What to do:
a: Reproduce the passage of the Subchapter V timeline article between "Competent pre-petition work" and "90 days run.", inclusive.
b: Carry on writing the Subchapter V timeline article, picking up after its last sentence.

Extract to read:
The Subchapter V Timeline: From Filing to Plan Confirmation
- Melissa A. Youngman

- 23 hours ago
- 7 min read
Melissa Youngman, PA represents businesses in Chapter 11 and Subchapter V cases before the United States Bankruptcy Court for the Middle District of Florida, including the Orlando, Jacksonville, Tampa, and Fort Myers divisions, with a primary practice footprint in Orange, Seminole, Osceola, Volusia, Lake, and Brevard counties.

One of the practical advantages of Subchapter V bankruptcy over traditional Chapter 11 is its compressed timeline. A well-prepared case filed by a Central Florida small business can move from petition to plan confirmation in four to six months. That is not a universal result, and it depends heavily on pre-petition preparation and creditor cooperation, but it is achievable in the Middle District of Florida for businesses that file ready to work.
This post maps the Subchapter V timeline stage by stage, identifies the statutory deadlines that govern each phase, and explains what business owners and their counsel need to have ready at each step. Understanding the timeline before filing is not optional. The 90-day plan deadline imposed by 11 U.S.C. § 1189(b) runs from the first day of the case with no pause for learning the process.
Pre-Petition: The Stage That Sets the Pace
The Subchapter V timeline effectively begins before the petition is filed. Section 1189(b) requires the debtor to file a plan within 90 days of the order for relief, which is typically the filing date itself. Building a feasible plan requires a projected disposable income model, a creditor analysis, a cash collateral strategy, and a set of first-day motions. None of those can be assembled on the morning of filing.
Competent pre-petition work typically takes two to six weeks, depending on the complexity of the debtor's financial situation. The attorney and client should, at minimum, complete a 12-month trailing income and expense analysis, a list of every secured and unsecured creditor with current balances, and a preliminary disposable income projection before the petition is filed. The quality of that preparation will define how smoothly the first 90 days run.
Day One: The Petition, the Automatic Stay, and the Subchapter V Election
On the day the petition is filed, several things happen simultaneously. The automatic stay under 11 U.S.C. § 362 takes effect immediately, halting collection calls, lawsuits, foreclosure proceedings, repossessions, and most other creditor actions. The debtor's Subchapter V election is made on the petition itself. The United States Trustee appoints a Subchapter V trustee, typically within a few days of the filing date.
The stay is one of the most consequential events in the case for a business that has been managing active creditor pressure. For a restaurant group in Orlando facing a landlord seeking to evict, or a construction firm in Seminole County facing a judgment creditor, the stay creates the breathing room the reorganization requires. Violations of the stay can expose creditors to sanctions under § 362(k).

Information given:
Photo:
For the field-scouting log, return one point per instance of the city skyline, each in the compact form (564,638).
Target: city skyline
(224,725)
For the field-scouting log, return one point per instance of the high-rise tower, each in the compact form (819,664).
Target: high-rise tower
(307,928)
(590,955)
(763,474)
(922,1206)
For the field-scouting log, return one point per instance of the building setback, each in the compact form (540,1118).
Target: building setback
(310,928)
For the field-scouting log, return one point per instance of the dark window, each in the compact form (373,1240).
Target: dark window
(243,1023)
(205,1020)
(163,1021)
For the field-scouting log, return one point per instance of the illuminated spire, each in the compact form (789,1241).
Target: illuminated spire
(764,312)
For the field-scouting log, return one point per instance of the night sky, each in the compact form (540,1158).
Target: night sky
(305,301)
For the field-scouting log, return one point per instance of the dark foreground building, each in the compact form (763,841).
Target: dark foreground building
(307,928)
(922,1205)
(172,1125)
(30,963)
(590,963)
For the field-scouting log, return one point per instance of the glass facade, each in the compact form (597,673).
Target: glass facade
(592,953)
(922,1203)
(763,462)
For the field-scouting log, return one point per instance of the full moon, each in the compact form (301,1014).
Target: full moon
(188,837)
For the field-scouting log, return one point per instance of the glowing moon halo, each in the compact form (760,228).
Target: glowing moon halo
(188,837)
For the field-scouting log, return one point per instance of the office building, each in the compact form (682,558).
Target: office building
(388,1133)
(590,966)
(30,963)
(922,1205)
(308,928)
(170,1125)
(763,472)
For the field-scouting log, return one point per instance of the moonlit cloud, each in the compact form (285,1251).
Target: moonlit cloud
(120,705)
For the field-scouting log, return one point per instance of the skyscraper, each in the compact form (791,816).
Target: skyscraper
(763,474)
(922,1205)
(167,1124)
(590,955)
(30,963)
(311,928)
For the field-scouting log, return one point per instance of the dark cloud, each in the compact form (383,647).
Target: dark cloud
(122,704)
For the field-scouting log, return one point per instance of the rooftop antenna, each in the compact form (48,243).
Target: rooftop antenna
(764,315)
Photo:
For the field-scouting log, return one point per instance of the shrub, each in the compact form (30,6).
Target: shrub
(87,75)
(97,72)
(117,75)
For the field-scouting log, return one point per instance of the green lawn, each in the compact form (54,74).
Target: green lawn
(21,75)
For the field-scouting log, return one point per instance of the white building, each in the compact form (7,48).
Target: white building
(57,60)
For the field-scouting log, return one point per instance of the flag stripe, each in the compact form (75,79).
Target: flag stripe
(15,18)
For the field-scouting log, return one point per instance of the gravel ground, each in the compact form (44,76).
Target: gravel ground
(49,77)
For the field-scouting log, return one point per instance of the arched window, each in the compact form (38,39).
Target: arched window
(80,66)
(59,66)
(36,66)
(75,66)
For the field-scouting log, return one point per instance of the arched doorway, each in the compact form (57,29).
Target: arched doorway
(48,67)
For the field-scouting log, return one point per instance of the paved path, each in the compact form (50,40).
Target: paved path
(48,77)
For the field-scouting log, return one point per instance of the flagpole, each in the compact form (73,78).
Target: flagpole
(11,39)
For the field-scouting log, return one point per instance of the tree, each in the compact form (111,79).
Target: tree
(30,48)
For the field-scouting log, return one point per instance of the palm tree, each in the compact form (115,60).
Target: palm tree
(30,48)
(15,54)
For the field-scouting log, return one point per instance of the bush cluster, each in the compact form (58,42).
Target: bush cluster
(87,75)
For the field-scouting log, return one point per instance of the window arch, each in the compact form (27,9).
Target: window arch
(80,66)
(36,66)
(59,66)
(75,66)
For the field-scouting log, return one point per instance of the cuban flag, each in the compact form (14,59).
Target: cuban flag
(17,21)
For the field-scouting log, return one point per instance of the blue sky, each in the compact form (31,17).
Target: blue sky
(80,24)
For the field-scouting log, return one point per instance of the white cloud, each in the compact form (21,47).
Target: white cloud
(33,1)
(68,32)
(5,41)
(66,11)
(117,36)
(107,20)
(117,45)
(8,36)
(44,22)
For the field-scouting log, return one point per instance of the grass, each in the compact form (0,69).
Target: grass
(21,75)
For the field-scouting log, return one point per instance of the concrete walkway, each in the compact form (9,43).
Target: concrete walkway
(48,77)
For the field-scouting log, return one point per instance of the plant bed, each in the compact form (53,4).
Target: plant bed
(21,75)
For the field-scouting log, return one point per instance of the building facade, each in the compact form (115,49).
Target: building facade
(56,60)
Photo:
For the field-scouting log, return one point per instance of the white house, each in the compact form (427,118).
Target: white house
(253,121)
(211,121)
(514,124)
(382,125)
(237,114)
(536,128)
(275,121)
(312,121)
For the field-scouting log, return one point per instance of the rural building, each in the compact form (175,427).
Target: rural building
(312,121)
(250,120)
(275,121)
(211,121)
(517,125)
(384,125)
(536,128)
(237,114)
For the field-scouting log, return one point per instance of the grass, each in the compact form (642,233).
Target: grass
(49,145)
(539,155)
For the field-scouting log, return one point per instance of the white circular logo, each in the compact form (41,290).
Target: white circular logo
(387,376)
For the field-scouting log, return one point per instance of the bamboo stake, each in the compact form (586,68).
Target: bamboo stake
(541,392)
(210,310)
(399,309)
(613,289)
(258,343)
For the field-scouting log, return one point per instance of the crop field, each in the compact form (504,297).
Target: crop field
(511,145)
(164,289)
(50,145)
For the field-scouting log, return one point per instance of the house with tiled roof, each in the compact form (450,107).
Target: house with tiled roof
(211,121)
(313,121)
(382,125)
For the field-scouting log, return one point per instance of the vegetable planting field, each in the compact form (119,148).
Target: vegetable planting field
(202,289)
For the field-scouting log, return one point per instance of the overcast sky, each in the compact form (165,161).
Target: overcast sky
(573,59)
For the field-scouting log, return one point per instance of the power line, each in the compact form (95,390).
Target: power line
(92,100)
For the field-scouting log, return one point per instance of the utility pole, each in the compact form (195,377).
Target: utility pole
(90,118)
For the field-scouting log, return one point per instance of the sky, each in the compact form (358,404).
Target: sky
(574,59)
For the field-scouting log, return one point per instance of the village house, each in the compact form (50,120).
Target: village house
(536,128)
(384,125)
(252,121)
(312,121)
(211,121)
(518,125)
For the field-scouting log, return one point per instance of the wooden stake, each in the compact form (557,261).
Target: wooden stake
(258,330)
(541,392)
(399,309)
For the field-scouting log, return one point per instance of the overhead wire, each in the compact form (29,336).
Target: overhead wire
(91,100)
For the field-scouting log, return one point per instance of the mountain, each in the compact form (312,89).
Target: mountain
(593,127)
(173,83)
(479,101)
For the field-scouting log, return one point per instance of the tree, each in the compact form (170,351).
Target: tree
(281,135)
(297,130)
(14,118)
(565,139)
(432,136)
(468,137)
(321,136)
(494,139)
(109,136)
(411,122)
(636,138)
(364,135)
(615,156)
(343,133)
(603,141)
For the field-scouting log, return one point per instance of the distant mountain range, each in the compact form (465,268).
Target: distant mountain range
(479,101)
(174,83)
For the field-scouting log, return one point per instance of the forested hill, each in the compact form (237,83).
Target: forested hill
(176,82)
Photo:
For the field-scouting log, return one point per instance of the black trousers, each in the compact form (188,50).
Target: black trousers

Answers to the exercises:
a:
Competent pre-petition work typically takes two to six weeks, depending on the complexity of the debtor's financial situation. The attorney and client should, at minimum, complete a 12-month trailing income and expense analysis, a list of every secured and unsecured creditor with current balances, and a preliminary disposable income projection before the petition is filed. The quality of that preparation will define how smoothly the first 90 days run.

b:
Days 1 to 60: The Run Toward the Status Conference
Section 1188(a) requires the court to hold a status conference not later than 60 days after the order for relief. Fourteen days before that conference, under § 1188(b), the debtor must file a status report describing its efforts to attain a consensual plan and explaining the position of the debtor and any creditor with respect to plan prospects.
In the Middle District of Florida, this status conference is a substantive proceeding. It is not a scheduling call. The Subchapter V trustee will have been in contact with counsel before the conference, and the court expects the debtor to arrive having made real progress toward a plan. A status report that describes only preliminary conversations with creditors, without financial analysis or term proposals, is not what the statute contemplates.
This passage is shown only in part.